> Requirements:
Which lines of the rows below contain the word "child"? Return each of them in full, unchanged.
══════════
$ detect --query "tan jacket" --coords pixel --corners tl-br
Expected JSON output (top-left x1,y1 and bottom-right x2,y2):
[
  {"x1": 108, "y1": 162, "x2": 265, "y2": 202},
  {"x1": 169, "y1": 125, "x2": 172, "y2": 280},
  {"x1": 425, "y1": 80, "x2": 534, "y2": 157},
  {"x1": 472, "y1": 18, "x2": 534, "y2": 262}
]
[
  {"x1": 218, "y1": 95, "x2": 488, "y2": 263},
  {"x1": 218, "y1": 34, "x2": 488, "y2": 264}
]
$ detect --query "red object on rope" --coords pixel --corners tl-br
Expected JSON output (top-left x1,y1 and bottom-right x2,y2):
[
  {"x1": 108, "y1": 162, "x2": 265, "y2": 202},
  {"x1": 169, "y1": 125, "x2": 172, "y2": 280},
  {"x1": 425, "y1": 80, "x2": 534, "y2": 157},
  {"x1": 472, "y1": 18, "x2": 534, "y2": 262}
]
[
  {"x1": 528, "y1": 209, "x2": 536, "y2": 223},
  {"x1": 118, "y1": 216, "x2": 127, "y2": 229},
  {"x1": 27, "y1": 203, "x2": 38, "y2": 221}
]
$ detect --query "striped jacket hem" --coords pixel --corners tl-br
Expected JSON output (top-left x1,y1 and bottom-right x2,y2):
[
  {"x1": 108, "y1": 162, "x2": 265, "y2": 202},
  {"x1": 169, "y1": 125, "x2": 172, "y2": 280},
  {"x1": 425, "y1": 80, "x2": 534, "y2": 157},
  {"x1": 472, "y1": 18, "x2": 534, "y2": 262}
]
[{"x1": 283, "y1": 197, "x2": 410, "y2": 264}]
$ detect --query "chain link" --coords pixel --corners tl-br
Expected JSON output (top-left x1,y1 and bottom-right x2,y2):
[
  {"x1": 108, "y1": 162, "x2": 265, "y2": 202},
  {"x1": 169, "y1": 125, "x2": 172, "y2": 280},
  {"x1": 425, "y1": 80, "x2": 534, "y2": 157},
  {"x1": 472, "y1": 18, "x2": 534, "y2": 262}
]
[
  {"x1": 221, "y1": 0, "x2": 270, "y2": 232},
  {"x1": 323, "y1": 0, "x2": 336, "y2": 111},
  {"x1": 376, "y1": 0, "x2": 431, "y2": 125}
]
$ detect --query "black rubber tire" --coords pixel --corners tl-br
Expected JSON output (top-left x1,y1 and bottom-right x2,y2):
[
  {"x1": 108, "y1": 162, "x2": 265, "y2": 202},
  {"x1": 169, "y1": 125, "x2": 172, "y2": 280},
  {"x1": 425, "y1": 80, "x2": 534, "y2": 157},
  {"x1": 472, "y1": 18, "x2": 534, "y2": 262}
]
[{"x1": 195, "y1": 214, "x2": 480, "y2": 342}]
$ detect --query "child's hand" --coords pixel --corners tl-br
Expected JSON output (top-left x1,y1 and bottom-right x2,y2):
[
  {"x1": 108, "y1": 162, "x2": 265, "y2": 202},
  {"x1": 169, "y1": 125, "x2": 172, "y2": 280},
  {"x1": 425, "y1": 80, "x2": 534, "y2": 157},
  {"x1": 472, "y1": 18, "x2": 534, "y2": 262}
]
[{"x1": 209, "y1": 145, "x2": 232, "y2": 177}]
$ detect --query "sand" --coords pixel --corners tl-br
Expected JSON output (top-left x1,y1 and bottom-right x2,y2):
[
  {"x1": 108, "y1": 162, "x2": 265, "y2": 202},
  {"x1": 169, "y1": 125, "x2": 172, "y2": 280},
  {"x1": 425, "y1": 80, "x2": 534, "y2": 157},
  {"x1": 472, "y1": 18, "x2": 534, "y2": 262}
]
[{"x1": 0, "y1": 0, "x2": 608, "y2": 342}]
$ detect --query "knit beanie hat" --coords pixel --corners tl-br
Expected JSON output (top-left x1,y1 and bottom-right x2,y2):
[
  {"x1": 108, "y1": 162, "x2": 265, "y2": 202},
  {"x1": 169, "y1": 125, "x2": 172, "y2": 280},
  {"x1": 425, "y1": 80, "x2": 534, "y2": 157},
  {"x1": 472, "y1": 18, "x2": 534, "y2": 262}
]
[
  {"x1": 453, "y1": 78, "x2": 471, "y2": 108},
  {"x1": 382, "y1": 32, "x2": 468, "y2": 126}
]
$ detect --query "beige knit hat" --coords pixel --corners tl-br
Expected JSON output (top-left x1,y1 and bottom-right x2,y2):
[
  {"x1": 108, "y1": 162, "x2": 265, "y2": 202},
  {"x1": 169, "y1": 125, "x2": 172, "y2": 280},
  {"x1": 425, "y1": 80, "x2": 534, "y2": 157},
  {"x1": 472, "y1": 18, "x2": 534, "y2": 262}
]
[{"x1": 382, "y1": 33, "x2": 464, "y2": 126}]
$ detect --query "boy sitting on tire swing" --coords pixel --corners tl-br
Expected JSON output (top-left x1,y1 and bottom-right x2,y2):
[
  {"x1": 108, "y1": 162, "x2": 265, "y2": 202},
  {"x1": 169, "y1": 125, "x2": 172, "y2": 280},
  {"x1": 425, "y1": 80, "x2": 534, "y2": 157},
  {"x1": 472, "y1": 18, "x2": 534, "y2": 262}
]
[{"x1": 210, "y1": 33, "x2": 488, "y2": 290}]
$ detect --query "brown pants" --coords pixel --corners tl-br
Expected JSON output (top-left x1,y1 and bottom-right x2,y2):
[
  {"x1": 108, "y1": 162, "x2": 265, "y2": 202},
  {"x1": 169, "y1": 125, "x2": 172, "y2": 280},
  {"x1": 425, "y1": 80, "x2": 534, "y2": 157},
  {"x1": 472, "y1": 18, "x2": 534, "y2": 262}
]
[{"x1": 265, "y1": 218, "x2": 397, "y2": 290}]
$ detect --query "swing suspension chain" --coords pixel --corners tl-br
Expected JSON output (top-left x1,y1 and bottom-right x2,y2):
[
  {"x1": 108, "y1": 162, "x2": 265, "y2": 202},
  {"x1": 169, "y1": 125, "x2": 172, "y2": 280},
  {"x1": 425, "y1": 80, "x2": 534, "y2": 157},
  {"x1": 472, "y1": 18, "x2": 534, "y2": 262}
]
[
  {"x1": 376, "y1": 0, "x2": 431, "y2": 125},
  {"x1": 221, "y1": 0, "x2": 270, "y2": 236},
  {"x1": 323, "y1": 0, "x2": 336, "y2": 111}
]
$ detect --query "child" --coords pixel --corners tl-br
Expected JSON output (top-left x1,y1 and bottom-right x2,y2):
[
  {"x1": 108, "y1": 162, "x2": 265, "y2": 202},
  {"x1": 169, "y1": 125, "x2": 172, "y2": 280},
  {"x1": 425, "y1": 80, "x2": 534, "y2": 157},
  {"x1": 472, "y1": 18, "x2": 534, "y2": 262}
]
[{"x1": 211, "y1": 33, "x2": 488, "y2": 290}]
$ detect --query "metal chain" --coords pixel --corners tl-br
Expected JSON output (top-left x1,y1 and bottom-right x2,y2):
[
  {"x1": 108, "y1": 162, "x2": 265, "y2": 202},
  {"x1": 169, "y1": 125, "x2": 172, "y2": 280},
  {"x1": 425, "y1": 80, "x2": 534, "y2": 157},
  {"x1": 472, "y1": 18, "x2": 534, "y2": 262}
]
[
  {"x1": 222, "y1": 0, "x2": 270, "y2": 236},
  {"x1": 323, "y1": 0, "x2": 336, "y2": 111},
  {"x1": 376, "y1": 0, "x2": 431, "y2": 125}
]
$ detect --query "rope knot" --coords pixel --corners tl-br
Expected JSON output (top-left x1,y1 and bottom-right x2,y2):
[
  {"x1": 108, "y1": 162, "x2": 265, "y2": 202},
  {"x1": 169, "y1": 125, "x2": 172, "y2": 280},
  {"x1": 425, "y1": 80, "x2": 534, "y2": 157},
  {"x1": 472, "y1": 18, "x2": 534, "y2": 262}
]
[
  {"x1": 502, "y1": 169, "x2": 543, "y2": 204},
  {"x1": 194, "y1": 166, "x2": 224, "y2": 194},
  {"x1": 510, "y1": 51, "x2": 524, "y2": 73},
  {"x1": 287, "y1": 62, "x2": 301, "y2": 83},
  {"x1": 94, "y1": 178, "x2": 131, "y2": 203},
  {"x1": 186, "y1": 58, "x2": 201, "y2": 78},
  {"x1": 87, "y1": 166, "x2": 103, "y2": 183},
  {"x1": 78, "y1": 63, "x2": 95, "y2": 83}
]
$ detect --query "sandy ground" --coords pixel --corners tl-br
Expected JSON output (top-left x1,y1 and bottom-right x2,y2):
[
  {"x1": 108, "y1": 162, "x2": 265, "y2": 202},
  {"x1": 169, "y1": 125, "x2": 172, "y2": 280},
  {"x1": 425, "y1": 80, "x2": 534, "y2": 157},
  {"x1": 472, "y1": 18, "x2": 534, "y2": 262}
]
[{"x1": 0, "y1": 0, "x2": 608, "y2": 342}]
══════════
> Answer to this task:
$ detect --query "child's hand" --coords pixel --corners tl-br
$ detect --query "child" --coords pixel --corners tl-br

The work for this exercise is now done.